● What is needed
Your task is to output the entries below word for word.

● Data supplied
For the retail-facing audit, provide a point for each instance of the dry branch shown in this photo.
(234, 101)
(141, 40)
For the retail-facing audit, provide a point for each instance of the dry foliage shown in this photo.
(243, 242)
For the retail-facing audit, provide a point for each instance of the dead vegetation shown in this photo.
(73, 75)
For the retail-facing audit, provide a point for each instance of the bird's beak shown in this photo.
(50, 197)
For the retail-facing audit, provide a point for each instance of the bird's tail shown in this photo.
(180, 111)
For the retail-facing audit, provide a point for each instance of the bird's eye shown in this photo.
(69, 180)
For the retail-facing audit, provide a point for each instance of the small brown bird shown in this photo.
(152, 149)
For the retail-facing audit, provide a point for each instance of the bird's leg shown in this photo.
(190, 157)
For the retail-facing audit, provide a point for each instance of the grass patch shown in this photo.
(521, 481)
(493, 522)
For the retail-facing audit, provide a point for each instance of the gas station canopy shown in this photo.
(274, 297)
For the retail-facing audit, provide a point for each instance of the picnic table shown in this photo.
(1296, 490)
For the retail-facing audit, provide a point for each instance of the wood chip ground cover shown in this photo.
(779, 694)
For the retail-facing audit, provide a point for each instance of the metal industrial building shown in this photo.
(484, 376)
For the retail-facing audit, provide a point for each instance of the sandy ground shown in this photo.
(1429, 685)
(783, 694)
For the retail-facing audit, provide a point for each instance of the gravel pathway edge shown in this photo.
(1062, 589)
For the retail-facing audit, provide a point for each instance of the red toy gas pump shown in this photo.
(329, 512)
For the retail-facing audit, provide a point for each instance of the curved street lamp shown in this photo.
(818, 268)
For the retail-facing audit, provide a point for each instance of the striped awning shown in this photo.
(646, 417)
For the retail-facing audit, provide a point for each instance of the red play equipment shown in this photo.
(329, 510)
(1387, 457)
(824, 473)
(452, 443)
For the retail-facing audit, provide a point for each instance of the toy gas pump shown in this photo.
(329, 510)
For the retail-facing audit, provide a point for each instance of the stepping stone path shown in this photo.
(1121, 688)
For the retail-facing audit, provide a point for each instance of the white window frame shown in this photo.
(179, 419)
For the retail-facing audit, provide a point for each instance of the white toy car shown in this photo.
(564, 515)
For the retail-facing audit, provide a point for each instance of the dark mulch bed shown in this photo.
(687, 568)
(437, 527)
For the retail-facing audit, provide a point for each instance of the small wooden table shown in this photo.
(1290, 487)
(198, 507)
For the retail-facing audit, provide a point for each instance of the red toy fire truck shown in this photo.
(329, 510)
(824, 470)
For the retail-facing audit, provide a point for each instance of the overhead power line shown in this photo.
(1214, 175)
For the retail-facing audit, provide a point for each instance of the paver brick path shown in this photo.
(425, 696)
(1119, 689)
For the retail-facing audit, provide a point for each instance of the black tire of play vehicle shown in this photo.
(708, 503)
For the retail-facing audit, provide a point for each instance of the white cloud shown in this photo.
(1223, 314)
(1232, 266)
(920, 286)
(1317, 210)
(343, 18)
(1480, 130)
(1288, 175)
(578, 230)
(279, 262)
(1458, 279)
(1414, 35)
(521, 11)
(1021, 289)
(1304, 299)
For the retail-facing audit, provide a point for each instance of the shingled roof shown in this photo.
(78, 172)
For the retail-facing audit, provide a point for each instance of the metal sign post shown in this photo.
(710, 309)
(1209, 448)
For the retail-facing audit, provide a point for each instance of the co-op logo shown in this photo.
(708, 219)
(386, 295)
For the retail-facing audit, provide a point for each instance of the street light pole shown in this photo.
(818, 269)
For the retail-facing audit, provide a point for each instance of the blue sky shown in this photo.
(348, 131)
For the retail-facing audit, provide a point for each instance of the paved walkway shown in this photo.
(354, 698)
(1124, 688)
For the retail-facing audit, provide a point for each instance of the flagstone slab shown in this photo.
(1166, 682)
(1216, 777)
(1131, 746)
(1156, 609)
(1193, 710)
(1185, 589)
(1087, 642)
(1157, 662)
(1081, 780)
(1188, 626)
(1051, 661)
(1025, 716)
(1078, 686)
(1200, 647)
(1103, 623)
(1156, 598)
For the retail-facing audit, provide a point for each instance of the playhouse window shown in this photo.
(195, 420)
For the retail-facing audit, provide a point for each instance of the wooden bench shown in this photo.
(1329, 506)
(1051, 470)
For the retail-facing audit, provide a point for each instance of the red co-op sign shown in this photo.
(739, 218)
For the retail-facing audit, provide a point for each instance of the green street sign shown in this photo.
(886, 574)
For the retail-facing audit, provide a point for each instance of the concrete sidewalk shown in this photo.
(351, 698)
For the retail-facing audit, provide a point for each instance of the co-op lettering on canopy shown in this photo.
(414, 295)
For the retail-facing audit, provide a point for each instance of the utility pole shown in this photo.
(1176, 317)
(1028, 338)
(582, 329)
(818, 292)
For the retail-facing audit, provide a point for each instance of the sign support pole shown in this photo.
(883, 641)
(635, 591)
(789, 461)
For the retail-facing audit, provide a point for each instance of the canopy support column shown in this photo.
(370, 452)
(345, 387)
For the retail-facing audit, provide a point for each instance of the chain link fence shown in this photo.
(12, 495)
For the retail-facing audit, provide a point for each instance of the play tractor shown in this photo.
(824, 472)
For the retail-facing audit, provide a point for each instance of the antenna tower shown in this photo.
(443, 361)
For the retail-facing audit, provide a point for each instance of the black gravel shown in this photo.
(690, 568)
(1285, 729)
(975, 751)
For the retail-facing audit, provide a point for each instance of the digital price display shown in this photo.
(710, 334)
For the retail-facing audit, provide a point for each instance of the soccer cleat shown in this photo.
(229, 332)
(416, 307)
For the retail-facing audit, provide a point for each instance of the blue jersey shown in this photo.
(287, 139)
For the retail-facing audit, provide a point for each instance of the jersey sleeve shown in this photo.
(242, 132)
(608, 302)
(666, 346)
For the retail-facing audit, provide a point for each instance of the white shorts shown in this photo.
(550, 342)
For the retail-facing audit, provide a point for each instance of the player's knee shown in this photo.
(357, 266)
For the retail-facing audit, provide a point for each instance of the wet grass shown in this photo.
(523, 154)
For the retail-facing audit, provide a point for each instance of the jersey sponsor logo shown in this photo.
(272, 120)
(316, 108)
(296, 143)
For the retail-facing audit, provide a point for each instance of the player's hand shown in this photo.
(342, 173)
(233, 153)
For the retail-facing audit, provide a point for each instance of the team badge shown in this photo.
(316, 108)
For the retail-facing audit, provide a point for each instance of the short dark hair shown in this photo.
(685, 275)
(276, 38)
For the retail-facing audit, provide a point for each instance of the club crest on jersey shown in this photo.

● Result of the task
For the retail-facing audit, provide a point for each instance of the dry branch shown in this photo.
(234, 101)
(141, 40)
For the retail-facing audit, provide a point for each instance of the dry foliage shown in this photo.
(243, 242)
For the retail-facing audit, provide a point for each instance of the dead vegetation shown in this photo.
(73, 75)
For the retail-facing audit, provide a point for each instance of the bird's beak shown in this photo.
(50, 197)
For the retail-facing audit, provide a point for each instance of the bird's tail shown in this photo.
(180, 111)
For the retail-facing audit, provide a point for each instance of the bird's eye shown in this photo.
(69, 180)
For the retail-facing audit, provide a point for each instance of the small brown bird shown in this photo.
(152, 149)
For the retail-facing audit, provide a point for each instance of the bird's leg shown in this photo.
(190, 157)
For the retail-facing audit, provide a point for each instance of the grass patch shown in this photo.
(521, 481)
(493, 522)
For the retail-facing audit, provide a point for each instance of the gas station canopy shown in this photo.
(274, 297)
For the retail-facing audit, provide a point for each instance of the picnic table shown in this photo.
(1296, 490)
For the retail-facing audit, provide a point for each instance of the wood chip ground cover shown in this photo.
(779, 694)
For the retail-facing audit, provide a point for each instance of the metal industrial building shown in this photo.
(484, 376)
For the retail-facing audit, provide a point for each instance of the sandy ground shown in this photo.
(1429, 685)
(783, 694)
For the retail-facing audit, provide a point for each instance of the gravel pathway edge shown in this photo.
(1062, 589)
For the retail-facing audit, provide a point for each instance of the red toy gas pump shown in this photo.
(329, 512)
For the retail-facing audit, provide a point for each instance of the curved street lamp shown in this photo.
(818, 268)
For the retail-facing audit, provide a point for each instance of the striped awning shown in this photo.
(646, 417)
For the retail-facing audit, provide a point for each instance of the red play equipment shown in this photo.
(329, 510)
(1387, 457)
(824, 473)
(452, 443)
For the retail-facing audit, provide a point for each instance of the toy gas pump shown in this photo.
(329, 510)
For the retail-facing audit, provide a point for each instance of the stepping stone path shown in this photo.
(1121, 688)
For the retail-facing audit, provide a point for each instance of the white window frame shown in this photo.
(179, 419)
For the retail-facing audit, provide a point for each instance of the white toy car shown in this photo.
(564, 515)
For the retail-facing audit, provide a point for each instance of the dark mulch bed shown in this photo.
(687, 568)
(437, 527)
For the retail-facing audit, provide a point for each instance of the small wooden table shown in this photo.
(1290, 487)
(198, 507)
For the retail-facing audit, provide a point for each instance of the red toy fire truck shown in this photo.
(329, 510)
(824, 470)
For the retail-facing audit, provide a point for each instance of the overhead power line shown in this photo.
(1214, 175)
For the retail-facing audit, provide a point for each instance of the paver brick path shown in this photo.
(425, 696)
(1119, 689)
For the retail-facing audit, provide a point for each instance of the black tire of play vehicle shown in this photo.
(708, 503)
For the retail-facing audit, provide a point for each instance of the white cloud shown in this photo.
(1223, 314)
(1232, 266)
(920, 286)
(1317, 210)
(343, 18)
(1480, 130)
(1288, 175)
(578, 230)
(279, 262)
(1458, 279)
(1414, 35)
(521, 11)
(1021, 289)
(1304, 299)
For the retail-facing audit, provide a point for each instance of the shingled roof shown in this photo.
(78, 172)
For the retail-facing audit, provide a point for each instance of the metal sign post shown in this photo.
(710, 309)
(1209, 448)
For the retail-facing audit, provide a point for each instance of the co-op logo shown in this photo.
(708, 219)
(386, 295)
For the retail-facing audit, provide a point for each instance of the street light pole shown in this photo.
(818, 269)
For the retail-facing audit, provide a point for each instance of the blue sky shown in this photo.
(348, 131)
For the retail-facing audit, provide a point for each instance of the paved walkway shown in this photo.
(354, 698)
(1124, 688)
For the retail-facing audit, provide a point for each instance of the flagstone slab shown in this photo.
(1166, 682)
(1216, 777)
(1131, 746)
(1156, 609)
(1193, 710)
(1185, 589)
(1087, 642)
(1157, 662)
(1081, 780)
(1188, 626)
(1051, 661)
(1025, 716)
(1078, 686)
(1200, 647)
(1103, 623)
(1156, 598)
For the retail-facing audit, provide a point for each instance of the playhouse window shown in this photo.
(195, 420)
For the retail-facing audit, provide a point for each instance of the wooden bench shown in this photo.
(1329, 506)
(1051, 470)
For the retail-facing audit, provide a point for each instance of the red co-op sign shown in this photo.
(739, 218)
For the retail-facing audit, provide a point for each instance of the green street sign shown in this photo.
(886, 574)
For the retail-facing audit, provide a point for each instance of the concrete sidewalk shown in this photo.
(351, 698)
For the retail-facing audit, provide a point for each instance of the co-op lettering on canopy shown in this photo.
(414, 295)
For the retail-facing audit, provide a point for each instance of the utility pole shown in this photo.
(1176, 317)
(1028, 338)
(582, 329)
(818, 292)
For the retail-facing audit, provide a point for each instance of the sign support pole shown in this photo.
(883, 641)
(635, 591)
(789, 461)
For the retail-facing audit, provide a point for each instance of the canopy support column shown in this photo.
(370, 452)
(345, 387)
For the retail-facing audit, provide a point for each instance of the chain link fence shown in this photo.
(12, 495)
For the retail-facing audit, provide a point for each instance of the play tractor shown in this photo.
(824, 472)
For the retail-facing audit, provide a point for each instance of the antenna tower shown in this photo.
(443, 361)
For the retail-facing audit, provide a point for each instance of the black gravel shown in this photo.
(690, 568)
(1285, 729)
(975, 751)
For the retail-facing audit, provide a point for each instance of the digital price display shown in this photo.
(710, 334)
For the retail-facing audit, provide a point for each instance of the soccer cleat shown in this photo.
(229, 332)
(416, 307)
For the retail-facing audit, provide a point for each instance of the blue jersey shown in this photo.
(287, 139)
For the retail-facing audit, provide a point for each instance of the jersey sleeve shown in this photo.
(242, 132)
(608, 302)
(666, 346)
For the retail-facing audit, provide a point for each instance of the white shorts shown in this photo.
(550, 342)
For the retail-facing audit, provide a point for each instance of the player's knee shown in this photo.
(357, 266)
For the retail-facing audit, provide a point for each instance of the wet grass shown in this photo.
(523, 154)
For the retail-facing audit, provide a point for each instance of the jersey sponsor logo shown in this photo.
(272, 120)
(316, 108)
(296, 143)
For the retail-facing audit, provide a point for each instance of the player's hand shown in this photo.
(342, 173)
(233, 153)
For the retail-facing audit, provide a point for each instance of the team badge shown in this photo.
(316, 108)
For the retail-facing audit, provide a point for each instance of the short dark hair shown in this photo.
(685, 275)
(276, 38)
For the retail-facing audit, provide a point for each instance of the club crest on jersey shown in this photo.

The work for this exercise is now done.